• Extract:
Artifact Highlights - Sims' Snowboard & Kloser's Olympic Uniform


VAIL — AUGUST 3, 2022 — The following is part of a series of articles compiled by the Colorado Snowsports Museum and Hall of Fame that will take a closer look at some of the priceless artifacts and stories contained in the Museum’s archives.

Snow sports and the 10th Mountain Division are the cornerstones of Vail’s history and success, which the Museum preserves and celebrates year-round. The Museum has been one of the favorite family-friendly visitor attractions in Vail for nearly 50 years and, with our recent renovation, the Museum has become one of the best and most comprehensive snow sports museums in the world.


TOM SIMS’ 7TH GRADE WOODSHOP SNOWBOARD

Conventional wisdom tells us that there are not many people that can say they invented a new piece of sporting equipment in middle school. Tom Sims could.

Sims created one of the world’s first snowboards in December of 1963 in his 7th grade woodshop class at Central School in Haddonfield, New Jersey.

Photo credit: Colorado Snowboard Archive - Sims Family Collection/Trust.

The board seen in the photo was created in 1965 as an improvement on his school project board from 1963 through the addition of an aluminum base for glide, plus carpet and innertube "bindings" for added control. This board is currently on display at the Colorado Snowsports Museum in our popular exhibit “Out There.” The board is generously on loan to the Museum by the Sims Family.

Tom’s shop teacher had given the class an assignment to build anything they chose out of wood for their final project, which was due prior to the start of the Christmas break.  For Sims, a skier and skateboarder who was already building his own skateboards at age 13, creating the “Skiboard” came naturally.

The design was inspired by another school project that involved crafting a two-foot long sailboat, glued together with pieces of pinewood and shaped with a hand plane.  The scoop on the front of the boat reportedly gave Sims the idea for the nose of the snowboard.

The Skiboard allowed the rider to essentially skateboard while on snow.  Sims rode his new creation after the first winter storm of the season, receiving an A+ on the project.

A friend, Don MacKay, who was also in the woodshop class, tried the board as well.  The duo would ride the small hill in front of Sims’ home, as well as various other locations throughout the neighborhood.  They finally graduated to bombing down a hill at the Tavistock Golf Course.

Several years later, with Sherman Poppen’s creation of the Snurfer, Sims suspected that someone had seen the boys at Tavistock and pirated his idea since two photographers had asked them if the boys minded if they took pictures of them riding during the winter of 1964-1965.

An athlete, inventor, and entrepreneur, Sims went on to become a World Champion skateboarder in 1975, while also claiming the World Snowboarding Championship in 1983.  He founded SIMS Snowboards and SIMS Skateboards, living in California from 1971 until his death in 2012.

(Dataset rows)
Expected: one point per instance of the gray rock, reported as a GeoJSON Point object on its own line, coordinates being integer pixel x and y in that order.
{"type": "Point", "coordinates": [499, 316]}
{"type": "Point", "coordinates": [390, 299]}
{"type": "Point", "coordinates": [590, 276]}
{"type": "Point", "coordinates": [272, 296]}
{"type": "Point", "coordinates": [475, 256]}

• Required tasks:
1. Answer these questions using the article on Tom Sims' snowboard:
(a) In what month and year did Sims create one of the world's first snowboards?
(b) What was added to the 1965 board to give it glide?
(c) In what year did Sims claim the World Snowboarding Championship?
2. Name every individual person identified by name in the article on Tom Sims' snowboard.

• Task-by-task answers:
1.
(a) December 1963
(b) An aluminum base
(c) 1983

2. Tom Sims, Don MacKay, Sherman Poppen